##### EXTRACTED MATERIAL #####

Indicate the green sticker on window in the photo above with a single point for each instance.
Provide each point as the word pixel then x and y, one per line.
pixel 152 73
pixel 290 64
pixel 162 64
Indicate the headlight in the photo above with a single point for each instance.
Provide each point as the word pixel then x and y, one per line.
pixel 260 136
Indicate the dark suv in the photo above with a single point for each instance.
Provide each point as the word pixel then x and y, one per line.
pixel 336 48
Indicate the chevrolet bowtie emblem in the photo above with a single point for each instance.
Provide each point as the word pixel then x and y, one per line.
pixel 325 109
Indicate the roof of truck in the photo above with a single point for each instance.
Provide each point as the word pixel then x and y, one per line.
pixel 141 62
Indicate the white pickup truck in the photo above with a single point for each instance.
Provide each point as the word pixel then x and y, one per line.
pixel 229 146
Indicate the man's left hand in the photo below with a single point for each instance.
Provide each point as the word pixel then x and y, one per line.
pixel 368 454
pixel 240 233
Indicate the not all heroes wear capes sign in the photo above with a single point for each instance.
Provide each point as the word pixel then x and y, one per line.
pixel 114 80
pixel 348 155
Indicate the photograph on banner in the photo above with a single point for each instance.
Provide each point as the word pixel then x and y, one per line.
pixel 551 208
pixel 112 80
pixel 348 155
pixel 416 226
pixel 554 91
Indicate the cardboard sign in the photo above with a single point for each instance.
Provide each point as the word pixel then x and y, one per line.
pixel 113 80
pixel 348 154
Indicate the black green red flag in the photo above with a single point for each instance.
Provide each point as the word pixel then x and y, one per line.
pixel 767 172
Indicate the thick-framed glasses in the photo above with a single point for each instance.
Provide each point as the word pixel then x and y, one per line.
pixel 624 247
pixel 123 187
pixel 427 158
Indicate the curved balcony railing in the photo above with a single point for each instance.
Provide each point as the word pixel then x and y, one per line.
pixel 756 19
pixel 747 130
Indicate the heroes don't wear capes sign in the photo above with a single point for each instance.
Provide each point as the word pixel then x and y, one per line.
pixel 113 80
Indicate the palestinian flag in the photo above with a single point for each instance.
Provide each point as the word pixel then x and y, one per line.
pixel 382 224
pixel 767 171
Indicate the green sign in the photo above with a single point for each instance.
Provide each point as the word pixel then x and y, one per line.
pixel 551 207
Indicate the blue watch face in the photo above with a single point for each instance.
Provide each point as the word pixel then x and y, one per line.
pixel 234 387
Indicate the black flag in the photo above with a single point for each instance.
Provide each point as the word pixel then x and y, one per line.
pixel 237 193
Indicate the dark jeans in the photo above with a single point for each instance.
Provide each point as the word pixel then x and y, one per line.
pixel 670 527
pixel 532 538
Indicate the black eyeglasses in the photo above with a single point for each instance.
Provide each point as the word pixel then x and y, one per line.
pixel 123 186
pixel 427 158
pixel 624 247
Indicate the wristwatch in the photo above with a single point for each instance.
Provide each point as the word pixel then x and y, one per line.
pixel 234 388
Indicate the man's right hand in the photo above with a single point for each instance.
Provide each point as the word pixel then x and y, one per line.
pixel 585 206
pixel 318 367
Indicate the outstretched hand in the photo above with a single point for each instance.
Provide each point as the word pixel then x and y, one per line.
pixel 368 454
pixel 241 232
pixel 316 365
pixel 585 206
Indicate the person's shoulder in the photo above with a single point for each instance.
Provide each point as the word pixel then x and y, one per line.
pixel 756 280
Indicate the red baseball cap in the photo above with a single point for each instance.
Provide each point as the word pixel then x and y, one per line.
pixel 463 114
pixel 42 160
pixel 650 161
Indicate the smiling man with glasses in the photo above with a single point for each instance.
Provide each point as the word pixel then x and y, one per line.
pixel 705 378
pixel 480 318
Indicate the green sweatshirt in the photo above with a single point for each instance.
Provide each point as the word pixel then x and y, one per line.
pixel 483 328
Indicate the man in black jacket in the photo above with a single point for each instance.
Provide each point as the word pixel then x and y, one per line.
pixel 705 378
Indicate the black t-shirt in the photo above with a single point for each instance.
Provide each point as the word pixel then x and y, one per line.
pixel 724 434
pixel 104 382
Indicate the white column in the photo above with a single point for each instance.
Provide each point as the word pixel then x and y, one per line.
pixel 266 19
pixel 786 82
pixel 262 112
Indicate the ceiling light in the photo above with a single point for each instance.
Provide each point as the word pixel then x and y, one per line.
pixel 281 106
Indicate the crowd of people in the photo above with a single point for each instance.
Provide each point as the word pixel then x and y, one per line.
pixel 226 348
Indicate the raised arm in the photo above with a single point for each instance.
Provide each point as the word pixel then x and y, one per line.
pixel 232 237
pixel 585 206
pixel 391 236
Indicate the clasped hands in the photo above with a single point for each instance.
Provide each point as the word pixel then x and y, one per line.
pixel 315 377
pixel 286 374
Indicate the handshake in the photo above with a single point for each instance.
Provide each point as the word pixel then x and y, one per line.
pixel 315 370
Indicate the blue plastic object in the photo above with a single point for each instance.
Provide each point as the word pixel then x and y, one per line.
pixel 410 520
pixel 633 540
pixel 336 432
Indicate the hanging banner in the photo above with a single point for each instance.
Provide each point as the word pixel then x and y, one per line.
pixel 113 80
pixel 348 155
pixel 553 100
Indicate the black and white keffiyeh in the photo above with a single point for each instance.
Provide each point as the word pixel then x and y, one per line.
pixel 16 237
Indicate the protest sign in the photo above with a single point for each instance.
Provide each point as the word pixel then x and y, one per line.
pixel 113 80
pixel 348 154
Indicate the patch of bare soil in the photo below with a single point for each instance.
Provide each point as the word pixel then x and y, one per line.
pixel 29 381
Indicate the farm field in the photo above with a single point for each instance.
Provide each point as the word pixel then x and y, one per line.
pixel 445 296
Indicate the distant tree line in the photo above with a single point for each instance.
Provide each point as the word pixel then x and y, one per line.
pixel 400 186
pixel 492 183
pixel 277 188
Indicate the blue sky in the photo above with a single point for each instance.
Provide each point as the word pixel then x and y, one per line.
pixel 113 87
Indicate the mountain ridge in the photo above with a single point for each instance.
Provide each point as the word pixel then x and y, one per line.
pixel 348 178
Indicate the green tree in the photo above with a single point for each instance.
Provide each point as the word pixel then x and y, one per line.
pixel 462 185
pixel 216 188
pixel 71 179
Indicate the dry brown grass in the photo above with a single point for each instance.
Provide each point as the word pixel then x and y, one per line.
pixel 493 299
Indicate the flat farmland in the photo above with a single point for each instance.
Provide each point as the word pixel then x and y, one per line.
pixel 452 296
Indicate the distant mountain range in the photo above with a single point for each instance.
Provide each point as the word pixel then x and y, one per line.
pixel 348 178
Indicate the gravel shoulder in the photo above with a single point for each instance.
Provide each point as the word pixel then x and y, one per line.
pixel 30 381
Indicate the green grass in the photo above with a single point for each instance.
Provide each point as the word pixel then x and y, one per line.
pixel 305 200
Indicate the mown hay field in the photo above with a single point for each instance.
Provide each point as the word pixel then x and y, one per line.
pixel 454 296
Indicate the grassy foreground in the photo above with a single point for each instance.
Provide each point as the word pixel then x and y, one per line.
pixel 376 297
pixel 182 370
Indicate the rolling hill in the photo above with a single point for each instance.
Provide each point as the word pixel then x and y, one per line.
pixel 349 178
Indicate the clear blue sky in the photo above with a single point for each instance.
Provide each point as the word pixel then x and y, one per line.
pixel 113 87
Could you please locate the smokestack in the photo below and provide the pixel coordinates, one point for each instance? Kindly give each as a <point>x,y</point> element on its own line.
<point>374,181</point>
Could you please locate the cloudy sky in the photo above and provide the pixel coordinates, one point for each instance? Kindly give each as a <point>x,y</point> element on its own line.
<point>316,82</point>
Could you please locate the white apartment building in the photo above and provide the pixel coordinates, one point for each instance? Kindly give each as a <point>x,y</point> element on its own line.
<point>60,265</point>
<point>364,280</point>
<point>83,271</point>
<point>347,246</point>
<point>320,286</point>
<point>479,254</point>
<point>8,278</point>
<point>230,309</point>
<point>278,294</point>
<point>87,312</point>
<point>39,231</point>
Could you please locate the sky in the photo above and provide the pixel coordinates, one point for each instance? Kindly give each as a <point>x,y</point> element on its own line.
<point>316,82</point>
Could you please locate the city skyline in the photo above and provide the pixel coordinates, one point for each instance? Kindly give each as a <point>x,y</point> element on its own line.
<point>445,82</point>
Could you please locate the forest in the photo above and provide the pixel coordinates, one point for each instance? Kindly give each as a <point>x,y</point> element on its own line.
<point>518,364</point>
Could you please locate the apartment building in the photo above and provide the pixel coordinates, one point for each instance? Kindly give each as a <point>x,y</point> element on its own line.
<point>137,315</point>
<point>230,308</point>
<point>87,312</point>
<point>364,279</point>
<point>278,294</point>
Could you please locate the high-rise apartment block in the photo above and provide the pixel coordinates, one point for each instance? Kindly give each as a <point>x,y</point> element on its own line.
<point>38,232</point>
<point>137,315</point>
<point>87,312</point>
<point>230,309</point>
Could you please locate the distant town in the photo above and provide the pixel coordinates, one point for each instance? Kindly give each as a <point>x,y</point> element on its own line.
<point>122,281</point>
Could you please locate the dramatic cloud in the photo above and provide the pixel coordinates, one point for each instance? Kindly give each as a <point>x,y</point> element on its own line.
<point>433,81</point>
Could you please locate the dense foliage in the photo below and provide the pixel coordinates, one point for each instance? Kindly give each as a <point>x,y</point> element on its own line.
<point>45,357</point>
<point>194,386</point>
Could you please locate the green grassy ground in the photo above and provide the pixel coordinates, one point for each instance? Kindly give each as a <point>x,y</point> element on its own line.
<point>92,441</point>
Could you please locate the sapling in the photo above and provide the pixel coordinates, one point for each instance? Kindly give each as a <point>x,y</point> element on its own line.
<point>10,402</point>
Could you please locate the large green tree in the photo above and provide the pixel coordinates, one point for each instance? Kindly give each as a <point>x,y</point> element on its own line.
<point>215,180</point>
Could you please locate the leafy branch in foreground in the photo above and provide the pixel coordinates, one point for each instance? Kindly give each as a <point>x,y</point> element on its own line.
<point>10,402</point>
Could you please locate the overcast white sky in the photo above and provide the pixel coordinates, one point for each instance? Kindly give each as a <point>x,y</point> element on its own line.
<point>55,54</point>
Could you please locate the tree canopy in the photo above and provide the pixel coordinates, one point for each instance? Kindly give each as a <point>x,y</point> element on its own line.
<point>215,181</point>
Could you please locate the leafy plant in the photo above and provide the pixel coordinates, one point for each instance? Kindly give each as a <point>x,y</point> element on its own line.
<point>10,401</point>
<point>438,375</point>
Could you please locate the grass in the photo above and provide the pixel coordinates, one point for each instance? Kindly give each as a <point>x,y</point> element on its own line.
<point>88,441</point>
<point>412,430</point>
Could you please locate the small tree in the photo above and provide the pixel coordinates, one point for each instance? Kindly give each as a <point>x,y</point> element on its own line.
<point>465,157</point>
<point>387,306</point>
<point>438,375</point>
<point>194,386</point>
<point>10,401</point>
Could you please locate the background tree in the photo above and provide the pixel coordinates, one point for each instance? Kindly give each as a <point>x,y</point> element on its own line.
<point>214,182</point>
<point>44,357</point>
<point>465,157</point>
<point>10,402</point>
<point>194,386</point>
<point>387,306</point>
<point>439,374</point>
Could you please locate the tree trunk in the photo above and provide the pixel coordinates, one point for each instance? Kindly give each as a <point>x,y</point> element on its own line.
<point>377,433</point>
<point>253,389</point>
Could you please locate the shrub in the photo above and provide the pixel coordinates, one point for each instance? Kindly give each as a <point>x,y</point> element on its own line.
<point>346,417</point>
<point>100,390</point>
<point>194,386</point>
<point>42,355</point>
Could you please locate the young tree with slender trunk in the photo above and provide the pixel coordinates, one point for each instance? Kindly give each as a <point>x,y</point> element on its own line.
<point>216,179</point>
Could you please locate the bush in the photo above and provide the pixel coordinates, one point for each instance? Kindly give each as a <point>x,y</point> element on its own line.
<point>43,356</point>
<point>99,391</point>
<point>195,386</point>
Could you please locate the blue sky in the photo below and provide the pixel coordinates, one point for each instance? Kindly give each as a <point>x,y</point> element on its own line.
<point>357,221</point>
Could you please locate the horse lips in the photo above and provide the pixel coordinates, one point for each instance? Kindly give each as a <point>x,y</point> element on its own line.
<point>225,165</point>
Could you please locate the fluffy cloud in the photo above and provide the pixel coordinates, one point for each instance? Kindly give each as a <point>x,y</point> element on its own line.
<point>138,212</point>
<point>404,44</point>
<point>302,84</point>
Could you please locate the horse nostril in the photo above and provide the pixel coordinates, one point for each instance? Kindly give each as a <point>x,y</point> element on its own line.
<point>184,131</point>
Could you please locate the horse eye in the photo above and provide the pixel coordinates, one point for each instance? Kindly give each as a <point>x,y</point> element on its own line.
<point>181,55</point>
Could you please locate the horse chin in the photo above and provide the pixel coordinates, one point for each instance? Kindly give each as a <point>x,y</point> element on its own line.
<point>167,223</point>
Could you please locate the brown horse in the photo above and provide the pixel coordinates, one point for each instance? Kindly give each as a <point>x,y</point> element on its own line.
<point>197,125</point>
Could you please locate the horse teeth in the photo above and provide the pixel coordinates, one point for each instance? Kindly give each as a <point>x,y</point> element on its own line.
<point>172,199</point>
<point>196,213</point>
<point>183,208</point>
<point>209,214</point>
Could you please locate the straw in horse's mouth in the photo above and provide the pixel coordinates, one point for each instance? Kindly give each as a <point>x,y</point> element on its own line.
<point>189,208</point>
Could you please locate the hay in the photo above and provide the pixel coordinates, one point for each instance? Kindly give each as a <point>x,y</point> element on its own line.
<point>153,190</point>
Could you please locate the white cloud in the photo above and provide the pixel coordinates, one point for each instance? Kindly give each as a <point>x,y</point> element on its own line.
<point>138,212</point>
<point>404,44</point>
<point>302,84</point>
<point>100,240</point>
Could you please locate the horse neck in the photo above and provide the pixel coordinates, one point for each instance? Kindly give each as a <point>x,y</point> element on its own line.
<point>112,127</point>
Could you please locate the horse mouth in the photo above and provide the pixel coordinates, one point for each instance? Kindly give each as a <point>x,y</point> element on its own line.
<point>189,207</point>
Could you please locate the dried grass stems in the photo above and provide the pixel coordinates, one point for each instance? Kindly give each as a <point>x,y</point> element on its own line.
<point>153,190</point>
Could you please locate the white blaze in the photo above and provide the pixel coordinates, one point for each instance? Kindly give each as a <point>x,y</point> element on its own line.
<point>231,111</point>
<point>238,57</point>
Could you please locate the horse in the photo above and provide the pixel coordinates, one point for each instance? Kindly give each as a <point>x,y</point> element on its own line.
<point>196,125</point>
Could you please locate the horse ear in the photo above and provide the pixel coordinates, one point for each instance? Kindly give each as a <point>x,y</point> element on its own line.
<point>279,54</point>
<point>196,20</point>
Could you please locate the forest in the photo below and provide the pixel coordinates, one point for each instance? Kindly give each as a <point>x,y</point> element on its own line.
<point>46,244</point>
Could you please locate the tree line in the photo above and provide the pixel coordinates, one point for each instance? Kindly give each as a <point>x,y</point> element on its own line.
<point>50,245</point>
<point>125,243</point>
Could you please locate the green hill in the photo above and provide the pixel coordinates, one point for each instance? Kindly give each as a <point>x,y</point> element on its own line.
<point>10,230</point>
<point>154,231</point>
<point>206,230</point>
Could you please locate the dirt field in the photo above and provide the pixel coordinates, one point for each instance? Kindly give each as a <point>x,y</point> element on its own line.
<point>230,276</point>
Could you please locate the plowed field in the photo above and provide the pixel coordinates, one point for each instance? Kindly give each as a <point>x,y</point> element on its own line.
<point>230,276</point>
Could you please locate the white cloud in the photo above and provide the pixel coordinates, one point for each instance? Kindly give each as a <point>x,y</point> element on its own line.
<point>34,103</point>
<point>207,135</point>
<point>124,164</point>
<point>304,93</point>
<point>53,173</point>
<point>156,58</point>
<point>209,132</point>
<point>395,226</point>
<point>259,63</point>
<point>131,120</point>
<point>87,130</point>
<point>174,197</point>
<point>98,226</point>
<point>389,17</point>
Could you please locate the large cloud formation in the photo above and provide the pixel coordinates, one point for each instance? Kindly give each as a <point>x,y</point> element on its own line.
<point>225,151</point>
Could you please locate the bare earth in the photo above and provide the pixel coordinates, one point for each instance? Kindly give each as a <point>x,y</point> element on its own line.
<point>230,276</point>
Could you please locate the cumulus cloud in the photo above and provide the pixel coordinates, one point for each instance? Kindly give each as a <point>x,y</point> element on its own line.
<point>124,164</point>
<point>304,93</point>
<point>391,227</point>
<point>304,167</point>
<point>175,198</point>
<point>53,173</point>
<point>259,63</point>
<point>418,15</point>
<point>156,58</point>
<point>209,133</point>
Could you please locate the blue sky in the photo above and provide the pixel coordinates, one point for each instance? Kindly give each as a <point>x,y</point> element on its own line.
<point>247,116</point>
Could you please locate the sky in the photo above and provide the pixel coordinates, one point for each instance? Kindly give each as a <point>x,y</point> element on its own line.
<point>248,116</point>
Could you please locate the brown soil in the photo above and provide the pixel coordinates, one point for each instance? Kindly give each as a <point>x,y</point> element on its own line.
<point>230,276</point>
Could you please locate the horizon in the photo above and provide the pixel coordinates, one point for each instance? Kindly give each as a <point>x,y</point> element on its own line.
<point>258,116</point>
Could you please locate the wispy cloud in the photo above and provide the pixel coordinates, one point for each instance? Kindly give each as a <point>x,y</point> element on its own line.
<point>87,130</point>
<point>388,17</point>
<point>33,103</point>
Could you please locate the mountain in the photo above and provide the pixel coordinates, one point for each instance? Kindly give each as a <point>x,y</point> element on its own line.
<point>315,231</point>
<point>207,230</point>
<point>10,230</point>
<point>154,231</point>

#####

YOUR GOAL:
Look through the entries above and count each line holding "truck"; report the count alone.

OUTPUT FOR THIS EXERCISE:
2